Reproduce word for word every line of the items, from the line containing "--target=pond water --vertices=whole-pixels" through the final line of the items, with both of these lines included.

» Records supplied
## Begin

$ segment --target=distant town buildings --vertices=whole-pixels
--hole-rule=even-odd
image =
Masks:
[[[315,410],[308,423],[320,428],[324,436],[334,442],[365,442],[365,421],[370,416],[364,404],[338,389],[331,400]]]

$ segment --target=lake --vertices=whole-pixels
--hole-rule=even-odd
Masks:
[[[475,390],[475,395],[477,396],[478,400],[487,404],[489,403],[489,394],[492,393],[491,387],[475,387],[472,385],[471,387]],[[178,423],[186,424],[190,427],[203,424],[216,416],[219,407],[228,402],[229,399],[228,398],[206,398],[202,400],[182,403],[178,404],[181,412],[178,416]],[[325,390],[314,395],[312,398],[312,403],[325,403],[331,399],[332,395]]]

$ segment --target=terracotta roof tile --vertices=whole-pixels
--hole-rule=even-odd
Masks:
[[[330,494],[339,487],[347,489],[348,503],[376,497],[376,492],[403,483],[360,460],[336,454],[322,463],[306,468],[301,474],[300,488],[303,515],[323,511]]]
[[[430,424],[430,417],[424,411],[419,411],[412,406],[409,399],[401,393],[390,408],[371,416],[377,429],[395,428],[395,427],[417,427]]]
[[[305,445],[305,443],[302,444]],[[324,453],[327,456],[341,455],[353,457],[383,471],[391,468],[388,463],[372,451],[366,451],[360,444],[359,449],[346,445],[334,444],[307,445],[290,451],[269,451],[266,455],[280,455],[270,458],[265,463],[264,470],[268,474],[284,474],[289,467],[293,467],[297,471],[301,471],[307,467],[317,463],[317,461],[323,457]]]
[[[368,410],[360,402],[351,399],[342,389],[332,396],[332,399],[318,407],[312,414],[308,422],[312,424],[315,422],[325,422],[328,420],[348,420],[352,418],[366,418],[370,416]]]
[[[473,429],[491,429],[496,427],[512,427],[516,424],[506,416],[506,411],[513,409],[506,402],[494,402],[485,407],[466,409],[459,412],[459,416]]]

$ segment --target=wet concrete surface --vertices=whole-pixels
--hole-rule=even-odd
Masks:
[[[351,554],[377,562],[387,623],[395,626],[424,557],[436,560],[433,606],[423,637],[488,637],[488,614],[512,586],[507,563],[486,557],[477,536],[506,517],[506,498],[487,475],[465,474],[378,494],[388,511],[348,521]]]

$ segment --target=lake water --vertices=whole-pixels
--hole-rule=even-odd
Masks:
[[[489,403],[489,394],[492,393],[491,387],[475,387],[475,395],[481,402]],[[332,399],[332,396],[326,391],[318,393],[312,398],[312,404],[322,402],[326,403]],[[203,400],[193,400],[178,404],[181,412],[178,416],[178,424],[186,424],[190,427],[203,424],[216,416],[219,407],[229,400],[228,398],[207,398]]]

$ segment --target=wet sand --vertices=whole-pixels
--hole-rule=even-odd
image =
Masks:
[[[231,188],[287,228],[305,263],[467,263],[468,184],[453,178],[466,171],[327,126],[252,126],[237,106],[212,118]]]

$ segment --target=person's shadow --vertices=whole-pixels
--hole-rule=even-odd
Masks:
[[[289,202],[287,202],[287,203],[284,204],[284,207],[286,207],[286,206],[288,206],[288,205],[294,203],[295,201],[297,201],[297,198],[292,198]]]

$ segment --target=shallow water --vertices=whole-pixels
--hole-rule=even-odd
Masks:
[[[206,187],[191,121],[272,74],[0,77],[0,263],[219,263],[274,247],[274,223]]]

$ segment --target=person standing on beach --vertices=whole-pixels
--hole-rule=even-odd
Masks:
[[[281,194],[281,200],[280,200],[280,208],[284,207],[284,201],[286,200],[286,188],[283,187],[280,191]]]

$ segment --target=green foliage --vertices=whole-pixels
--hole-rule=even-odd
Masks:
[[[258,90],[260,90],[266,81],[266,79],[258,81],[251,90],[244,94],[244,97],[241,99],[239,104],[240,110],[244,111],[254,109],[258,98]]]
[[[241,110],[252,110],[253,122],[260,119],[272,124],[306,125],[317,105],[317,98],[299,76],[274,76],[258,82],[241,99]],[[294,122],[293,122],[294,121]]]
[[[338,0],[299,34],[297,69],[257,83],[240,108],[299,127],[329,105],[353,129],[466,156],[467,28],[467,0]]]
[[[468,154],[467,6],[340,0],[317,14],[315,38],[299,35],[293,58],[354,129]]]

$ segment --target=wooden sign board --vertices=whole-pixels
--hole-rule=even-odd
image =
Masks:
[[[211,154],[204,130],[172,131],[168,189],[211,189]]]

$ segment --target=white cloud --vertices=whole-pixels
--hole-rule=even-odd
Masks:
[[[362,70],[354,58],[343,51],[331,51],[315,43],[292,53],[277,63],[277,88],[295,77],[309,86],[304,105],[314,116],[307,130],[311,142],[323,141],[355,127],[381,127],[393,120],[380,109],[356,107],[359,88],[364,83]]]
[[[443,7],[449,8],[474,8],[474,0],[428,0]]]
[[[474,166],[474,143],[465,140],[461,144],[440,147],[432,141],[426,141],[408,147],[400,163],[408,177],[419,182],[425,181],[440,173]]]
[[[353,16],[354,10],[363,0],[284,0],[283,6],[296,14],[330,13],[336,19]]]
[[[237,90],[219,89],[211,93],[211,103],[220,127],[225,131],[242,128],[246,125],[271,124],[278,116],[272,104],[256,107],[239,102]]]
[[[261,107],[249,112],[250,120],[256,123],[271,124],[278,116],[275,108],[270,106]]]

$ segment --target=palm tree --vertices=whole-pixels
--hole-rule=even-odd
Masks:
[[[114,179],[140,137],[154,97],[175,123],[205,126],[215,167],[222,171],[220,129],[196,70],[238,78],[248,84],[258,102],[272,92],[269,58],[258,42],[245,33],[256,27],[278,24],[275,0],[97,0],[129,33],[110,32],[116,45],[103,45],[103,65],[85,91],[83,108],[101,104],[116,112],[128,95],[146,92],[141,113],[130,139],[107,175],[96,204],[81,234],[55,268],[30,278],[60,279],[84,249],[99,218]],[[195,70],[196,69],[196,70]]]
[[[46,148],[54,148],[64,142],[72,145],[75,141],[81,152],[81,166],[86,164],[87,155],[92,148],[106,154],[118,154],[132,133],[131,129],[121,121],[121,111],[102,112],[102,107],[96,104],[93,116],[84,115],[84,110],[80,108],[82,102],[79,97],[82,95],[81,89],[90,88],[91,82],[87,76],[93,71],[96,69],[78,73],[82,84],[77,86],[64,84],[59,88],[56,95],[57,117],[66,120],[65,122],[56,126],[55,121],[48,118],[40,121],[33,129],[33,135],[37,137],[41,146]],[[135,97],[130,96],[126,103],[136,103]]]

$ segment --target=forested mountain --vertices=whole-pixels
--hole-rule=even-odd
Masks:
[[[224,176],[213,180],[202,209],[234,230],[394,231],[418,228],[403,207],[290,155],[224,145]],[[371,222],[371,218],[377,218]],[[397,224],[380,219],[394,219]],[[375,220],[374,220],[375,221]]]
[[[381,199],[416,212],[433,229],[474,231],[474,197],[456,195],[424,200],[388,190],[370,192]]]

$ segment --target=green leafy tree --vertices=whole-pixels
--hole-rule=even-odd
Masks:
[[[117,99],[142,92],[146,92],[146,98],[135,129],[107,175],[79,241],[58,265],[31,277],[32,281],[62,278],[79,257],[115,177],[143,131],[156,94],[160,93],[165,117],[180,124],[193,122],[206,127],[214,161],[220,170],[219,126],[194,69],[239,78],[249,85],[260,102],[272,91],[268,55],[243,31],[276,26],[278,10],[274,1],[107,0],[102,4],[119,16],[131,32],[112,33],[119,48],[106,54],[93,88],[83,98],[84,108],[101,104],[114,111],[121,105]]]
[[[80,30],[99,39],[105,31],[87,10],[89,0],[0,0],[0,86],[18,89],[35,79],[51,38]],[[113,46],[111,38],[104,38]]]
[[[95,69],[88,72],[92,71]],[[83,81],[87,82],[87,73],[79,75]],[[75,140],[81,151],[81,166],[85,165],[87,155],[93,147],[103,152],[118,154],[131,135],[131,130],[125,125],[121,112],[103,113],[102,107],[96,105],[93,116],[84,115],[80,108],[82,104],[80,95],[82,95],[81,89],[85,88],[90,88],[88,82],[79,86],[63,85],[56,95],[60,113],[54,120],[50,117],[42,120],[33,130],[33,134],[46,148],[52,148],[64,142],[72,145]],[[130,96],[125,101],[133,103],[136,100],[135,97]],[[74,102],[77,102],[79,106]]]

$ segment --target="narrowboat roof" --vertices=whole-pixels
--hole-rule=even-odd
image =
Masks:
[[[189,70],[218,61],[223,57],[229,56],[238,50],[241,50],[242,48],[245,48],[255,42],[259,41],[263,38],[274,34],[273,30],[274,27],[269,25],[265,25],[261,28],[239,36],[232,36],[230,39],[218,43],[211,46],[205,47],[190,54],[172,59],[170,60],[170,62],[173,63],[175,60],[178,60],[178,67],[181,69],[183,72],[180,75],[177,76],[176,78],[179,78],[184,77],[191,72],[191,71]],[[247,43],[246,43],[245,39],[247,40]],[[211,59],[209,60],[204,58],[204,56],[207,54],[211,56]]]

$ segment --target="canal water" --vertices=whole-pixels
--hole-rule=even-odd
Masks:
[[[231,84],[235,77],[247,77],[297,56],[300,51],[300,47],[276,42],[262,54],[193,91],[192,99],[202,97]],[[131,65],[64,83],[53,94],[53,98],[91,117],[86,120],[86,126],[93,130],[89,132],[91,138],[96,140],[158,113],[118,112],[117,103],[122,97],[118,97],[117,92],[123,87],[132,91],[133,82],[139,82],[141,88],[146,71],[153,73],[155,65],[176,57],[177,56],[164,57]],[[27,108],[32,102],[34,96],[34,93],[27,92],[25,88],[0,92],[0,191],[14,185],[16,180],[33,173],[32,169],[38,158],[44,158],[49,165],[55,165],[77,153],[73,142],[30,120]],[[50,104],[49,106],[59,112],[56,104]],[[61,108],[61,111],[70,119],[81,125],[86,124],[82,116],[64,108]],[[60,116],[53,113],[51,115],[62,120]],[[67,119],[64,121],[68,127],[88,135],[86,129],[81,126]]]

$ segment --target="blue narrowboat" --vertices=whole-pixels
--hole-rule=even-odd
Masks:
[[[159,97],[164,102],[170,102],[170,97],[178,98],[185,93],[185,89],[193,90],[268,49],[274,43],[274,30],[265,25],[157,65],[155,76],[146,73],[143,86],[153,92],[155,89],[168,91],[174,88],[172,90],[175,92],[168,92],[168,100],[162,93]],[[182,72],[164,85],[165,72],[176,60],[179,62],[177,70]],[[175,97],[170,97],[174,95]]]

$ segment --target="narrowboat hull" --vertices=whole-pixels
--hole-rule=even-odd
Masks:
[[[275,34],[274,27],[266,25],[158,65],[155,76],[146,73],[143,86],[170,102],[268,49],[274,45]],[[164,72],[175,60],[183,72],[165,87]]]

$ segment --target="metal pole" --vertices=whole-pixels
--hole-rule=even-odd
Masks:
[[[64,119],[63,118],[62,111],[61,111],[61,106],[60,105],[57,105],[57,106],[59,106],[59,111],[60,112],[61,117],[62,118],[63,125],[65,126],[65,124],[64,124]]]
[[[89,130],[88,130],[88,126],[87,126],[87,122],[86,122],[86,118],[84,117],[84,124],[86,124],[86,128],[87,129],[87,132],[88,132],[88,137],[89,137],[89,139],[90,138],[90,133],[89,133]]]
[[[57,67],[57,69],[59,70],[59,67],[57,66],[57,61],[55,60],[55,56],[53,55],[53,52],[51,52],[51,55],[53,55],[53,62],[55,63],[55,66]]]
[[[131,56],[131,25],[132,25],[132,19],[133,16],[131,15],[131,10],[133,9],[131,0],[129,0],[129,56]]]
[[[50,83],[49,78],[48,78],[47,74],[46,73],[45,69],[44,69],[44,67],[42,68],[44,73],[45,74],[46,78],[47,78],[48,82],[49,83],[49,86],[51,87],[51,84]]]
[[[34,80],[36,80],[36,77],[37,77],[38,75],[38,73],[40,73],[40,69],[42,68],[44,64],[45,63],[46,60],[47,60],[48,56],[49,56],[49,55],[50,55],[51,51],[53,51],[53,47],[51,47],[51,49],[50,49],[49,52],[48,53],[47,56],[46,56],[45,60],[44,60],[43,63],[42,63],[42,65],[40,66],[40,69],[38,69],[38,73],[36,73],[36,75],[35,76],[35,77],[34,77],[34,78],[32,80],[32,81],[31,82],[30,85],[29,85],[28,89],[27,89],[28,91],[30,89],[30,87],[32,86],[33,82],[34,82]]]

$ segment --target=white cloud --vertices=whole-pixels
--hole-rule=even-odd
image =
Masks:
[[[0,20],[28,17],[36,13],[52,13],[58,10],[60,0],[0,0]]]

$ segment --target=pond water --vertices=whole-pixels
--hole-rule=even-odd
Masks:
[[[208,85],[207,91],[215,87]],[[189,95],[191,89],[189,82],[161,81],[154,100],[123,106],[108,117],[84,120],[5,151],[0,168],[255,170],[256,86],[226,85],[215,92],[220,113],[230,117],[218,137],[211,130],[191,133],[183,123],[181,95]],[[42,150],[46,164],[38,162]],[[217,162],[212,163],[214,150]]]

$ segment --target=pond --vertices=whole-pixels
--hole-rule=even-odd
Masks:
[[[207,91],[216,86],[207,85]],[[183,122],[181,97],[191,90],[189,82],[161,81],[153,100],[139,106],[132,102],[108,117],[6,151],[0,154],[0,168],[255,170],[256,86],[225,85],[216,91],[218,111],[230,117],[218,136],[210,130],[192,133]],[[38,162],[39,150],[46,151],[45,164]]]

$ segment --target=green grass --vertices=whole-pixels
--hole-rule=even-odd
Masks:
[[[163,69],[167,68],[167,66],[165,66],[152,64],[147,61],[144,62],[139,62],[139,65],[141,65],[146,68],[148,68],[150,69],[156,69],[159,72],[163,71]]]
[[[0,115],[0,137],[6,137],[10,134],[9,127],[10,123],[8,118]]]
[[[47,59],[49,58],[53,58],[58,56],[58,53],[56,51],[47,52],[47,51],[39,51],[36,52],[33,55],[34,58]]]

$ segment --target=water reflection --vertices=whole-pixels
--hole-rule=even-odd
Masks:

## End

» Answer to this problem
$ segment --target=pond water --vertices=whole-pixels
--hole-rule=even-odd
Masks:
[[[208,85],[207,91],[215,87]],[[189,95],[191,89],[189,82],[161,81],[154,100],[123,106],[108,117],[84,120],[5,151],[0,168],[255,170],[256,86],[226,85],[215,92],[220,113],[230,117],[218,137],[211,130],[191,133],[183,123],[181,95]],[[42,150],[46,164],[38,162]],[[217,162],[212,163],[214,150]]]

$ segment --target=pond --vertices=whole-pixels
--hole-rule=even-odd
Masks:
[[[207,91],[216,86],[207,85]],[[183,122],[181,97],[191,90],[189,82],[161,81],[153,100],[139,106],[132,102],[108,117],[6,151],[0,154],[0,168],[255,170],[256,86],[225,85],[216,91],[218,111],[230,117],[218,136],[210,130],[192,133]],[[38,162],[39,150],[46,151],[45,164]]]

$ segment --target=green grass --vertices=whole-pixels
--hole-rule=even-odd
Masks:
[[[163,69],[167,68],[167,66],[165,66],[152,64],[147,61],[144,62],[139,62],[139,65],[141,65],[146,68],[148,68],[150,69],[156,69],[159,72],[163,71]]]
[[[0,115],[0,137],[6,137],[10,134],[9,127],[10,123],[8,118]]]
[[[47,59],[49,58],[53,58],[58,56],[58,53],[56,51],[47,52],[47,51],[39,51],[36,52],[33,55],[34,58]]]

$ segment --target=water reflection --vertices=whole-pixels
--hole-rule=even-odd
Masks:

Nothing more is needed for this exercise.